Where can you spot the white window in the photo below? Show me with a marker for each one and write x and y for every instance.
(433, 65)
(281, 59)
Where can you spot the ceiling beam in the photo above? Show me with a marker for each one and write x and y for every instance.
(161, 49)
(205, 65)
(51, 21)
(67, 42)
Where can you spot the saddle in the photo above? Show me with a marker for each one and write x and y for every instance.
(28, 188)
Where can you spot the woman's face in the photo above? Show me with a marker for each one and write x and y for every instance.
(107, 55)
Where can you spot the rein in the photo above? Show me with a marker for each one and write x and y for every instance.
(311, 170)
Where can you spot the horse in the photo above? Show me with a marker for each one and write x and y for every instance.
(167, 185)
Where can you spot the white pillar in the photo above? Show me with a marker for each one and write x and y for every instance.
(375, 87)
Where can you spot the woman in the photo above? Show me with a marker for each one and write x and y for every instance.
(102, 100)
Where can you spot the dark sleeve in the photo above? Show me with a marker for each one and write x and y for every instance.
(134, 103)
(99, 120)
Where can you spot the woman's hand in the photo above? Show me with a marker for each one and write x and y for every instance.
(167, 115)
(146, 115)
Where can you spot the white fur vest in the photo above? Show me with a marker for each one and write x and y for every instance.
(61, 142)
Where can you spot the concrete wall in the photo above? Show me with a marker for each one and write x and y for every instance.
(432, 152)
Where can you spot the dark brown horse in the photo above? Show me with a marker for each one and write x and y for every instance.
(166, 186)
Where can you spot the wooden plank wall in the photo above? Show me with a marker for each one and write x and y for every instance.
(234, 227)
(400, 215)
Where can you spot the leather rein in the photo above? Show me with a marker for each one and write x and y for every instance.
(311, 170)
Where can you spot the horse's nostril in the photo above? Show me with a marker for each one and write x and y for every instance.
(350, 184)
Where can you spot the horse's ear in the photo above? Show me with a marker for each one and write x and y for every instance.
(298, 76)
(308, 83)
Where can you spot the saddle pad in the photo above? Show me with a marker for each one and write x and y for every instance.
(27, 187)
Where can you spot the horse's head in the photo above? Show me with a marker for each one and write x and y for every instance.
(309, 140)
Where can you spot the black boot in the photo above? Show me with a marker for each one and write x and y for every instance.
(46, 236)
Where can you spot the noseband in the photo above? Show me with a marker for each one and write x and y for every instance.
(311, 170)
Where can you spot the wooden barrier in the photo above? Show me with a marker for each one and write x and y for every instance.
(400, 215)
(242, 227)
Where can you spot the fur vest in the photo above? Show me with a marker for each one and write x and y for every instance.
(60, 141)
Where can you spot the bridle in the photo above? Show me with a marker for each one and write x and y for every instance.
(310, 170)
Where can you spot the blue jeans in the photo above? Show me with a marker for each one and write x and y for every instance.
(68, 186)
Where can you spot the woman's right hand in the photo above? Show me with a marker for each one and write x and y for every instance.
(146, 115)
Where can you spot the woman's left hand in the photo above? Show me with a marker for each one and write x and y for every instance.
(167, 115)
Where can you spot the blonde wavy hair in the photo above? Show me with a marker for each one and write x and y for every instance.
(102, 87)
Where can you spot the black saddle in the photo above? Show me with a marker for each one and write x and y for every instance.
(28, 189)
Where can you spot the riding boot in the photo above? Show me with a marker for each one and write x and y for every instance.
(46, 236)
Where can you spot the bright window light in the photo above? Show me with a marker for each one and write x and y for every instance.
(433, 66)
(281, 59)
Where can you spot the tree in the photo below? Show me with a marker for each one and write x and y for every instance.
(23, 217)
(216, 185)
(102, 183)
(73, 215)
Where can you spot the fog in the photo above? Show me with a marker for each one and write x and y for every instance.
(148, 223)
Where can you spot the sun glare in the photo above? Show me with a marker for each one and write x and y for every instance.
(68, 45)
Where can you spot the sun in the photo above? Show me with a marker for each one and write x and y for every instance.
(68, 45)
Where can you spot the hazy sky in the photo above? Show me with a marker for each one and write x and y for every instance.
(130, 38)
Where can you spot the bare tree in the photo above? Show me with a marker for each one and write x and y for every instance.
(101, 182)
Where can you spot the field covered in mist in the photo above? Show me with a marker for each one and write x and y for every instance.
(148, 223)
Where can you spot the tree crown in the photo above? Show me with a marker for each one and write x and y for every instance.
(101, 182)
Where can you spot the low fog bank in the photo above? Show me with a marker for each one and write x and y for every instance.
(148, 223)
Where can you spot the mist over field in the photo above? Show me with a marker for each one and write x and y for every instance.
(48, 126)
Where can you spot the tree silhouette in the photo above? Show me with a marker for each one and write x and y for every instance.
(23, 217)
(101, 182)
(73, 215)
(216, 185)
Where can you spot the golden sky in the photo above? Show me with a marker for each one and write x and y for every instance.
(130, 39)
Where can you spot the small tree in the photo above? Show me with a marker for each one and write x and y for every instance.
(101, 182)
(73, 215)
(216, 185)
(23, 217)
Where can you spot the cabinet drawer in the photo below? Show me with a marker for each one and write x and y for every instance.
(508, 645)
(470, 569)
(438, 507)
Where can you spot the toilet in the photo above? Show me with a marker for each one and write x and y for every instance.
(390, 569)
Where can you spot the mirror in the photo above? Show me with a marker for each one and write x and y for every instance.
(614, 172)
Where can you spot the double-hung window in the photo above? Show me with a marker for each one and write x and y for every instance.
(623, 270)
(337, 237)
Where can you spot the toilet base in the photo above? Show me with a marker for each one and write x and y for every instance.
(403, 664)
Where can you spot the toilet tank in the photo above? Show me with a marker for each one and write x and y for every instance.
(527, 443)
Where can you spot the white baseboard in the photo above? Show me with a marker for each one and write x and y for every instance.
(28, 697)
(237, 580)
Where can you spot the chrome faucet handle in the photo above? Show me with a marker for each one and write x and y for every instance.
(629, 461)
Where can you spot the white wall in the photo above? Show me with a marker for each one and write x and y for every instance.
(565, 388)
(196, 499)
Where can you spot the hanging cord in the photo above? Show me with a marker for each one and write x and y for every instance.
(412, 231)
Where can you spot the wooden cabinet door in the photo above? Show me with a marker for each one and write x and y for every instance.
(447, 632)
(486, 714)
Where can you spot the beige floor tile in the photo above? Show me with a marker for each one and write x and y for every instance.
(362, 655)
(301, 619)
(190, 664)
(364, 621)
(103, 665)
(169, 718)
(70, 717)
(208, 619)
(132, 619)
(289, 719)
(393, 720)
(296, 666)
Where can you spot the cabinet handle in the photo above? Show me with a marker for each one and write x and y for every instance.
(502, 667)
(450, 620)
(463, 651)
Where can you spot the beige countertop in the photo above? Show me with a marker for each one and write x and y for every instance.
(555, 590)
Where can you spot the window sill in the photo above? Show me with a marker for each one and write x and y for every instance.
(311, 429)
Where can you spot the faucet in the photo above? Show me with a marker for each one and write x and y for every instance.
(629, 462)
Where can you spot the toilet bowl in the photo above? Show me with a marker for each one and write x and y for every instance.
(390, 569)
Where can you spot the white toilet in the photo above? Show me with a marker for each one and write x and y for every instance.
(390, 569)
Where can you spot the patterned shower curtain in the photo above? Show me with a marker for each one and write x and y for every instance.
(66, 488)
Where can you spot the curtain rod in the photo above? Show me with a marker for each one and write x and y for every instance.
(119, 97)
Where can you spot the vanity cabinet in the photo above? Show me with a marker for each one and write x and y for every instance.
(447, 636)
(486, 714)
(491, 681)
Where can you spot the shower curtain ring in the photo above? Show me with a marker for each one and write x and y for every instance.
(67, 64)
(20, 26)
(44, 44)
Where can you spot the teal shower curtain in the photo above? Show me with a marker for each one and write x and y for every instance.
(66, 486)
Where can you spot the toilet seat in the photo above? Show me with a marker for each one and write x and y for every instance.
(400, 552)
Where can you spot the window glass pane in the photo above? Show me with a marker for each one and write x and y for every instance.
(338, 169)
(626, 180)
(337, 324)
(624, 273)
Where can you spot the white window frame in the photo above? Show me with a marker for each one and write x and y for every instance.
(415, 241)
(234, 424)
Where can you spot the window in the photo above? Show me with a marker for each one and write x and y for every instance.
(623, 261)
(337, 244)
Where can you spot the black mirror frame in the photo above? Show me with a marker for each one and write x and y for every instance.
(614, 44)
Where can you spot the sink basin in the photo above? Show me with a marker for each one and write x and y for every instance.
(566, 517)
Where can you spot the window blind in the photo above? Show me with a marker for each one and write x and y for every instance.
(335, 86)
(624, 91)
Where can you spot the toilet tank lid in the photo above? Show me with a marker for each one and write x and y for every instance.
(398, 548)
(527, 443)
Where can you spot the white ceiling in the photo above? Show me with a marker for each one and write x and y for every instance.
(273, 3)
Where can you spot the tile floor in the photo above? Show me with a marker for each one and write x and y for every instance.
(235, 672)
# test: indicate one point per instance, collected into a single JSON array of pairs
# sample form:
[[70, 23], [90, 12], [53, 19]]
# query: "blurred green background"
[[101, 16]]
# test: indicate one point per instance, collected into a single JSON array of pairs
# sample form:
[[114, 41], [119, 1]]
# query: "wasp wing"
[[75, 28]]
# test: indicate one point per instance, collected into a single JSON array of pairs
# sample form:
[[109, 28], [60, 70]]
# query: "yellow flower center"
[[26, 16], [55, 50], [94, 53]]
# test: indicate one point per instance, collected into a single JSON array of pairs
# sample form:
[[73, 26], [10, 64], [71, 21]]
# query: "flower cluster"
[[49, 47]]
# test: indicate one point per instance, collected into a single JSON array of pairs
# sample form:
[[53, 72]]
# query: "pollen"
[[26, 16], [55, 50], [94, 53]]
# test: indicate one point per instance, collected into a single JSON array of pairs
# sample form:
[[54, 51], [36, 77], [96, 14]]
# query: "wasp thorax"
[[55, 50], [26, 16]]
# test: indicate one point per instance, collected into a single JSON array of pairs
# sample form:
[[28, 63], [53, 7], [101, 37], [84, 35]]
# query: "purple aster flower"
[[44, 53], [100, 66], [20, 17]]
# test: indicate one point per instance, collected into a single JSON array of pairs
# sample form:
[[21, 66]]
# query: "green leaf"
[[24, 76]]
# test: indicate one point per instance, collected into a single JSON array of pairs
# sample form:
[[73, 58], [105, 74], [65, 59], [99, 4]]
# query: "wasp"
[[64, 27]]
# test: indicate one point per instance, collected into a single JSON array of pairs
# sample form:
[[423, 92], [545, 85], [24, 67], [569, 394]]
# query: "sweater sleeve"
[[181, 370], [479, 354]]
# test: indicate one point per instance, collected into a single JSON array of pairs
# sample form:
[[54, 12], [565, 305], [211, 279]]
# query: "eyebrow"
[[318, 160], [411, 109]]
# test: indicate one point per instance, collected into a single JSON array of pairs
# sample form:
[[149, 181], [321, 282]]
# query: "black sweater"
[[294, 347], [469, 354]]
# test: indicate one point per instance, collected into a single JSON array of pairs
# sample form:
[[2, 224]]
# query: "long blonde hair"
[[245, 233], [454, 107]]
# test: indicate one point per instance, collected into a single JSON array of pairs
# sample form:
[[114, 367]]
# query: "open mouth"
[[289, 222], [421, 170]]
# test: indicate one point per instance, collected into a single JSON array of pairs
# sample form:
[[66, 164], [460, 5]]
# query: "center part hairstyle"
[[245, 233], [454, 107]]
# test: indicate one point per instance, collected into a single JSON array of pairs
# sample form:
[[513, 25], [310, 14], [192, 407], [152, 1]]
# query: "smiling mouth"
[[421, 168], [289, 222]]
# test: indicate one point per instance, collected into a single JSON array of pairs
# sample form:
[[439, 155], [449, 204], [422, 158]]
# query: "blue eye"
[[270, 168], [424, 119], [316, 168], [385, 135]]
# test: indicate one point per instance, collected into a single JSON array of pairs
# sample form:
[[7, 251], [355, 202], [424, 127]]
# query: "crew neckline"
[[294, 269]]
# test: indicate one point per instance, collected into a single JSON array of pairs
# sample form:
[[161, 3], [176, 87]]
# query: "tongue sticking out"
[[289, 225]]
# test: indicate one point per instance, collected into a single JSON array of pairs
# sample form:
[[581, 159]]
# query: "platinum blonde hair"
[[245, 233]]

-- -- --

What you should do: Copy out every line from the one containing "[[66, 164], [460, 5]]" to the end of the material, both ends included.

Solution to the problem:
[[66, 164], [460, 5]]
# query: "center part hairstyle"
[[245, 233], [454, 107]]
# test: indicate one point per instance, collected into a single JSON array of pairs
# sample form:
[[513, 25], [310, 14], [192, 407], [152, 1]]
# query: "smiling mouth"
[[421, 168], [289, 222]]
# test: indicate one point per instance, collected into a single JSON array of pairs
# sample form:
[[439, 155], [449, 204], [422, 158]]
# query: "blue eye"
[[270, 168], [424, 119], [316, 168], [385, 135]]
# test: indicate one point per instance, collected into a single JSON array of pairs
# sample form:
[[7, 251], [355, 202], [424, 127]]
# query: "crew neckline"
[[294, 269]]
# test: indicate one point per instance, collected into a single JSON array of pairs
# sample form:
[[161, 3], [176, 87]]
# query: "tongue sticking out"
[[289, 225]]
# test: indicate one point per instance, collected into a single JSON array of pairs
# sample form:
[[581, 159]]
# query: "platinum blonde hair"
[[245, 233]]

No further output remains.